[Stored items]

-------

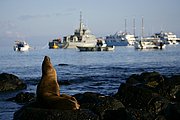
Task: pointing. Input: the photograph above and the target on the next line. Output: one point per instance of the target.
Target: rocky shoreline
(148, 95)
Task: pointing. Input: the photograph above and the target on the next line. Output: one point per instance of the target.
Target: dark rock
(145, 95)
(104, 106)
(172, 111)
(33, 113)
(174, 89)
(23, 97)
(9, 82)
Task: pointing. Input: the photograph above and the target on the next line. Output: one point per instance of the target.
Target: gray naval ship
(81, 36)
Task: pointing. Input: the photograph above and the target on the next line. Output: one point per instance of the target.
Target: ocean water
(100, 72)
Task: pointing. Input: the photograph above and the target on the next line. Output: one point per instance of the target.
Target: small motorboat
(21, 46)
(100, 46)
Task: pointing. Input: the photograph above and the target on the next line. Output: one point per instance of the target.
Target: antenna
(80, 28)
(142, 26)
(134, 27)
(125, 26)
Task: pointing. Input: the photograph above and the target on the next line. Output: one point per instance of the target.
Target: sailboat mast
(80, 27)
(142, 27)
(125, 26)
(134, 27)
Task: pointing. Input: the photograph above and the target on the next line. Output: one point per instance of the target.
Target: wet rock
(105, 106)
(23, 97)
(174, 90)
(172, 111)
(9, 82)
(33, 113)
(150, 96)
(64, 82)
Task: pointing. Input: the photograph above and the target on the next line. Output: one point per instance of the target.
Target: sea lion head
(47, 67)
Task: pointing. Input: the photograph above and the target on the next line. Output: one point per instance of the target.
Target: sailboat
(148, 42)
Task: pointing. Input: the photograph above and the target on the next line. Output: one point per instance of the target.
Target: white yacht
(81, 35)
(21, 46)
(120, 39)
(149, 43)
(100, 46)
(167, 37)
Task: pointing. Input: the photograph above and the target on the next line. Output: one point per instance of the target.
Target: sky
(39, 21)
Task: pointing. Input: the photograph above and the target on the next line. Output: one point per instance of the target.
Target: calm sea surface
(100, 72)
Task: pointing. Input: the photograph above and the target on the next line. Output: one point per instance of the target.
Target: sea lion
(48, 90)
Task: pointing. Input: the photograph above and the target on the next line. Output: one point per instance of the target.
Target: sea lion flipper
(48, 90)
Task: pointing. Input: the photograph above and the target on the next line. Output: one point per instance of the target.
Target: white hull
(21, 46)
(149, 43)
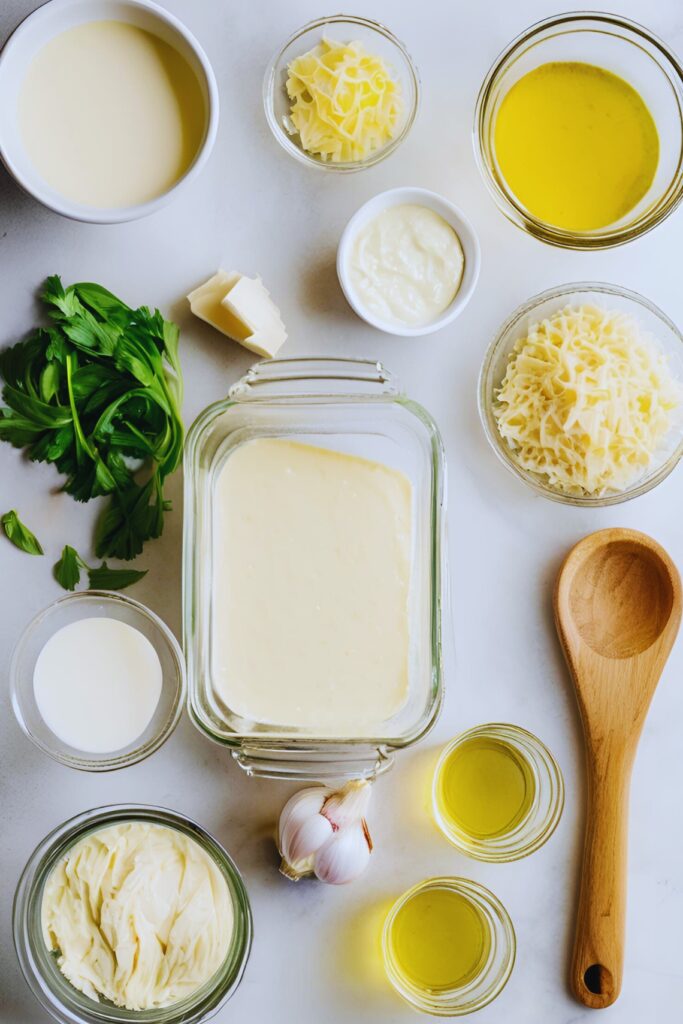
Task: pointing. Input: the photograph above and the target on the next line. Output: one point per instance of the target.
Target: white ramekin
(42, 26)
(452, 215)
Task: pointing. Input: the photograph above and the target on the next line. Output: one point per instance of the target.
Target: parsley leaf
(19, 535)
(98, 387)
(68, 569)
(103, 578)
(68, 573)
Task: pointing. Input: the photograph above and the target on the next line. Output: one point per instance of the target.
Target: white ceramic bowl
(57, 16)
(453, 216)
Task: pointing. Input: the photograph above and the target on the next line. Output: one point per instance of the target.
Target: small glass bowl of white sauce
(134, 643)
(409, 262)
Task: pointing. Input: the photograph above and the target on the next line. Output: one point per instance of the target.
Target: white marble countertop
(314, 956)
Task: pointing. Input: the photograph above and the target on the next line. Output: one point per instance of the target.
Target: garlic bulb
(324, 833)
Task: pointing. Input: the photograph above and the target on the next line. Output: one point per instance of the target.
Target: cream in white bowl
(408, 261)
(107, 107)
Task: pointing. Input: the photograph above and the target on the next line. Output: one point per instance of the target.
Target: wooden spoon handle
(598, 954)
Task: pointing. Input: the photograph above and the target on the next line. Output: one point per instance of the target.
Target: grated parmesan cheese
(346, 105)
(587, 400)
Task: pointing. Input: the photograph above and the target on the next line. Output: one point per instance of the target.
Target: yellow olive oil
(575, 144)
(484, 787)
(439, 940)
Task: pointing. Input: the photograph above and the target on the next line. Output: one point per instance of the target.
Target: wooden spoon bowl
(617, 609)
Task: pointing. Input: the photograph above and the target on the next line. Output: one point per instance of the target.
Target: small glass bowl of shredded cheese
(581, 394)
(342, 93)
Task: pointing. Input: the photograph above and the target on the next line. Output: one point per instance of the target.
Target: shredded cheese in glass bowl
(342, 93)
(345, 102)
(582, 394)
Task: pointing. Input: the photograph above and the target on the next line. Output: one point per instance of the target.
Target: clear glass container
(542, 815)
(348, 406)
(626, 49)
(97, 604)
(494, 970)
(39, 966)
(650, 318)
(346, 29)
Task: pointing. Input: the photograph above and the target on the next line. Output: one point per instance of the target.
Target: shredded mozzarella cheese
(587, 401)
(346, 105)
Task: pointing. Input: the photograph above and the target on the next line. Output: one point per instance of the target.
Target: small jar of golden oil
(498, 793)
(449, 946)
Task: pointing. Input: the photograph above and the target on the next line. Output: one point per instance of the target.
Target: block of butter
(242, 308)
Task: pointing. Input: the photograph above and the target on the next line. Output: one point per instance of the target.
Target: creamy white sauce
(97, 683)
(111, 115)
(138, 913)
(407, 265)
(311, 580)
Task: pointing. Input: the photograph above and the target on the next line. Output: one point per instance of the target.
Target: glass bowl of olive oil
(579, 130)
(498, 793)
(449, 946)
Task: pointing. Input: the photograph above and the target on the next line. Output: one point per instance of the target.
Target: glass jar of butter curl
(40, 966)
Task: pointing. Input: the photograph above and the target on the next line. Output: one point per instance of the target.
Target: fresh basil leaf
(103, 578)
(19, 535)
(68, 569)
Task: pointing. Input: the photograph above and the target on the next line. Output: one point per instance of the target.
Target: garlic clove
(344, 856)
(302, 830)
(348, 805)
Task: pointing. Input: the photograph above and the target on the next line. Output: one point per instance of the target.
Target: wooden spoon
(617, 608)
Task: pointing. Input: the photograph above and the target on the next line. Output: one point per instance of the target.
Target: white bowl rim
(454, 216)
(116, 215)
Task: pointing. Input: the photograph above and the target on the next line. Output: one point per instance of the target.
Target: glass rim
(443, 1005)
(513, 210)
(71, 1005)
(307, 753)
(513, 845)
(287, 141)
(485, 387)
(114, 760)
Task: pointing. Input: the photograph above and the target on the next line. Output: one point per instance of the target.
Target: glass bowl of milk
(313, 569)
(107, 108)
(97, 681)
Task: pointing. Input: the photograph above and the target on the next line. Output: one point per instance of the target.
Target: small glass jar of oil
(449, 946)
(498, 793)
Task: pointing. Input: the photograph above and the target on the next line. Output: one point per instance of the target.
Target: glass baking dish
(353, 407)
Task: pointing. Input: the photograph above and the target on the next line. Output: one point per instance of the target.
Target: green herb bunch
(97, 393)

-------

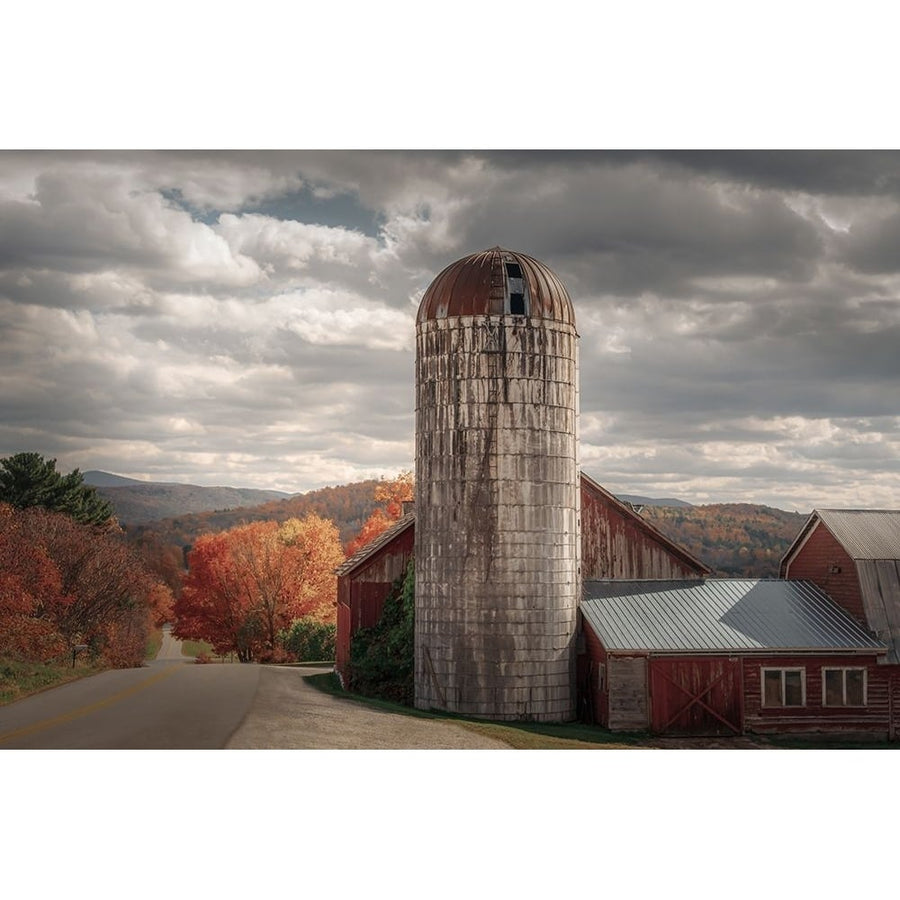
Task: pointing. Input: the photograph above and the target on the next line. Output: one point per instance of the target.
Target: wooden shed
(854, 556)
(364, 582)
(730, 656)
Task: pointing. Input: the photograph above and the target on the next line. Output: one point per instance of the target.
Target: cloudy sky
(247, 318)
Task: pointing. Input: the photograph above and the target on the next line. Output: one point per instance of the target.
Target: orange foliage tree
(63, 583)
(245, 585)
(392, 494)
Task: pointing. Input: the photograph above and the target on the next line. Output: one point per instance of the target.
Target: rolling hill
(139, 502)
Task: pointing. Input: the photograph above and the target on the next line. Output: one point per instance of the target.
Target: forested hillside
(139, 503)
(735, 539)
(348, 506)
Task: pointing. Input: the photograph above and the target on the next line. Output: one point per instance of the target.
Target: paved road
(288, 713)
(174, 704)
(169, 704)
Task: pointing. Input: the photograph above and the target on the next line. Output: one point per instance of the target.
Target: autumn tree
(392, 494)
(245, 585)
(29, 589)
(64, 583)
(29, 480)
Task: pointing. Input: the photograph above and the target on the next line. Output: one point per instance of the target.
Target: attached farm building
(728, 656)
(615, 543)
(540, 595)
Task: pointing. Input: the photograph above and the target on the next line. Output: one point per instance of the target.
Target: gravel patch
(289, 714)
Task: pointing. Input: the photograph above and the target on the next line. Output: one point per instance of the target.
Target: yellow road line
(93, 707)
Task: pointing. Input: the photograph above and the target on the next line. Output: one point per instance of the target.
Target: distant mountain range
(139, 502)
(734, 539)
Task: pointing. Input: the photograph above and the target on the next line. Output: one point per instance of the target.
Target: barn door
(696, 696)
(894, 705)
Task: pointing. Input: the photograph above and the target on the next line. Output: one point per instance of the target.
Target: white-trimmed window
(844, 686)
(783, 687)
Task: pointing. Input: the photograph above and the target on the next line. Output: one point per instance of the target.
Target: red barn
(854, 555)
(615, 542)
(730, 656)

-------

◆ **WORK TO BE COMPLETED**:
Tally the lines in the rows above that contain the word "wooden", and give only the number.

◆ **REPLY TO THE TASK**:
4